_Data for the task_
────────────────────
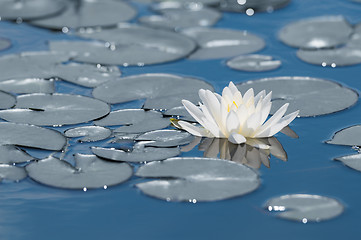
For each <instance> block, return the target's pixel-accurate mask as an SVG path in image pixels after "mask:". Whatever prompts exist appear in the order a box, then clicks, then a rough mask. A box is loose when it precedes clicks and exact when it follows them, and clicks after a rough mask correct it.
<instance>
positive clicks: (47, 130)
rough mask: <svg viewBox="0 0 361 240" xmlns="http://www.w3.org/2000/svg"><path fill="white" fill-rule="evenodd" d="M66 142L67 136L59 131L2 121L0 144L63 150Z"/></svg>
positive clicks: (24, 146)
mask: <svg viewBox="0 0 361 240" xmlns="http://www.w3.org/2000/svg"><path fill="white" fill-rule="evenodd" d="M65 143H66V139H65V137H64V136H63V135H62V134H61V133H59V132H58V131H54V130H51V129H47V128H41V127H37V126H33V125H28V124H17V123H7V122H0V145H19V146H24V147H32V148H40V149H46V150H61V149H62V148H63V147H64V145H65Z"/></svg>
────────────────────
_What needs to be done_
Rewrite all of the data above, replacing "rough mask" with "coarse mask" wherever it occurs and leaving everything else unchanged. Omit the pictures from your answer.

_Output for this task_
For each <instance> block, return the target's pixel-accurate mask as an SVG path in image pixels after "mask:". Whatever prompts exist appear in the order a box, then clicks, then a coarse mask. A box is loose when it precedes clicks and exact when it follows them, and clicks after a coarse mask correct it.
<instance>
positive clicks: (47, 130)
coarse mask: <svg viewBox="0 0 361 240" xmlns="http://www.w3.org/2000/svg"><path fill="white" fill-rule="evenodd" d="M66 142L67 136L59 131L2 121L0 144L63 150Z"/></svg>
positive clicks: (24, 146)
mask: <svg viewBox="0 0 361 240" xmlns="http://www.w3.org/2000/svg"><path fill="white" fill-rule="evenodd" d="M65 143H66V139H65V137H64V136H63V135H62V134H61V133H59V132H58V131H54V130H51V129H47V128H41V127H37V126H33V125H28V124H17V123H7V122H0V145H19V146H24V147H32V148H40V149H46V150H61V149H62V148H63V147H64V145H65Z"/></svg>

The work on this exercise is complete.